- _Provided entries_:
§ §

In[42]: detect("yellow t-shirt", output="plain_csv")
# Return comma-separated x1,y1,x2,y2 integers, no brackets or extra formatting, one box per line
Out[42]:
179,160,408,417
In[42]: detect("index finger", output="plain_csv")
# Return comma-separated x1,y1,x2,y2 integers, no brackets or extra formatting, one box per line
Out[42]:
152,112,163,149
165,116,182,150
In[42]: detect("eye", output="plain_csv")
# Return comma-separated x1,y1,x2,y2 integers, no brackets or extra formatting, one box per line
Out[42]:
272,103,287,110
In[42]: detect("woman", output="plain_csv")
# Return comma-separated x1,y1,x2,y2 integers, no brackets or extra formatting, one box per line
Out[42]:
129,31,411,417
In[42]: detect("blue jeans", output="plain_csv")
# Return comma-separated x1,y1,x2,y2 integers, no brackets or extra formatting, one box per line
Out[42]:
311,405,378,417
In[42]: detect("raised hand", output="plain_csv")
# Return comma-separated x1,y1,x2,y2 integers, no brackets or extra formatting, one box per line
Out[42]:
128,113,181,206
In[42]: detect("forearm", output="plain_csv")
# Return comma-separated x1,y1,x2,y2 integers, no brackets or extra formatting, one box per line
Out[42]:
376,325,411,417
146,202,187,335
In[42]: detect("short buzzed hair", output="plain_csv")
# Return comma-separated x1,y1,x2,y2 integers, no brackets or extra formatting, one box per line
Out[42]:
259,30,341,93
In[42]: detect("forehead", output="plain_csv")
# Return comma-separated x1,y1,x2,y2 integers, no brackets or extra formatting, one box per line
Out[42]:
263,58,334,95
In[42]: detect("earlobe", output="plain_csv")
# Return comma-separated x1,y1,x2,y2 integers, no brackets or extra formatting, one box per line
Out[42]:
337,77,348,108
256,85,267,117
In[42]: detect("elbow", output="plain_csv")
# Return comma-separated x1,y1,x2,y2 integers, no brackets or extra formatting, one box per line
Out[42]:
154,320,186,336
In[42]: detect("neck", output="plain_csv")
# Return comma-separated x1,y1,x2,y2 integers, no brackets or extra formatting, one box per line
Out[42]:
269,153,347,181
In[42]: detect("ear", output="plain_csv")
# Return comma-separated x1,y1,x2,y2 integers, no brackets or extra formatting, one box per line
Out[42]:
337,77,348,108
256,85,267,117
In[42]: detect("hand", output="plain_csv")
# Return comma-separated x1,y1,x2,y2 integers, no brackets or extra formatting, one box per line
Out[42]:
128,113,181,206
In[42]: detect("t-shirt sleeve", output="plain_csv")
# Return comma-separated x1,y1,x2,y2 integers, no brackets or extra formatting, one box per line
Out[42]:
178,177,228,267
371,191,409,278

§ §

- _Your goal_: Please render every line of the records above as a numbered list, leaving out blank lines.

- _Problem solution_:
1. In[42]: detect("yellow t-shirt", output="plain_csv")
2. # Return comma-separated x1,y1,x2,y2 integers, no brackets or extra formatting, one box per line
3. Out[42]:
4. 179,160,408,417
5. In[42]: detect("index finger", output="plain_csv")
6. # Return comma-separated x1,y1,x2,y2 integers, no brackets or extra formatting, one box per line
7. Out[42]:
8. 152,112,163,149
9. 165,116,182,150
10. In[42]: detect("eye", output="plain_csv")
11. # Return comma-separated x1,y1,x2,y2 integers, no brackets or extra formatting, one box per line
12. Out[42]:
13. 272,103,287,110
14. In[42]: detect("woman", output="plain_csv")
15. # Return comma-separated x1,y1,x2,y2 integers, no brackets or extra formatting, one box per line
16. Out[42]:
17. 129,31,411,417
18. In[42]: detect("blue jeans", output="plain_csv")
19. # Return comma-separated x1,y1,x2,y2 integers, no brackets or extra formatting, one box per line
20. Out[42]:
21. 311,405,378,417
22. In[42]: detect("raised hand", output="plain_csv")
23. # Return comma-separated x1,y1,x2,y2 integers, no brackets or extra formatting, one box per line
24. Out[42]:
25. 128,113,181,206
26. In[42]: detect("forearm", output="plain_csv")
27. # Return comma-separated x1,y1,x2,y2 integers, no brackets or extra formatting, one box per line
28. Out[42]:
29. 376,325,411,417
30. 146,202,187,335
31. In[42]: detect("short buzzed hair", output="plain_csv")
32. # Return comma-separated x1,y1,x2,y2 integers, no brackets or extra formatting, one box per line
33. Out[42]:
34. 259,30,341,93
35. In[42]: detect("forehead", output="plain_csv")
36. # Return comma-separated x1,y1,x2,y2 integers, no brackets or extra formatting, one box per line
37. Out[42]:
38. 263,58,334,95
39. In[42]: detect("earlobe", output="plain_csv")
40. # Return comma-separated x1,y1,x2,y2 integers, no brackets or extra formatting, one box per line
41. Out[42]:
42. 337,77,348,108
43. 256,85,267,117
44. In[42]: detect("elbow", output="plain_csv")
45. # Return comma-separated x1,y1,x2,y2 integers, no brackets or extra formatting, one box per line
46. Out[42]:
47. 154,320,186,336
48. In[42]: detect("neck", output="plain_csv")
49. # Return comma-separated x1,y1,x2,y2 integers, no brackets or extra formatting, one box per line
50. Out[42]:
51. 269,153,347,181
52. In[42]: detect("ear", output="plain_csv")
53. # Return comma-separated x1,y1,x2,y2 integers, no brackets or extra formatting, one box per line
54. Out[42]:
55. 337,77,348,108
56. 256,85,267,117
57. In[42]: detect("hand", output="plain_csv")
58. # Return comma-separated x1,y1,x2,y2 integers, no brackets or extra formatting, one box per line
59. Out[42]:
60. 128,113,181,206
61. In[42]: detect("t-shirt sleeve", output="plain_csv")
62. # Return comma-separated x1,y1,x2,y2 integers, no brackets or extra formatting, one box per line
63. Out[42]:
64. 178,177,228,267
65. 371,191,409,278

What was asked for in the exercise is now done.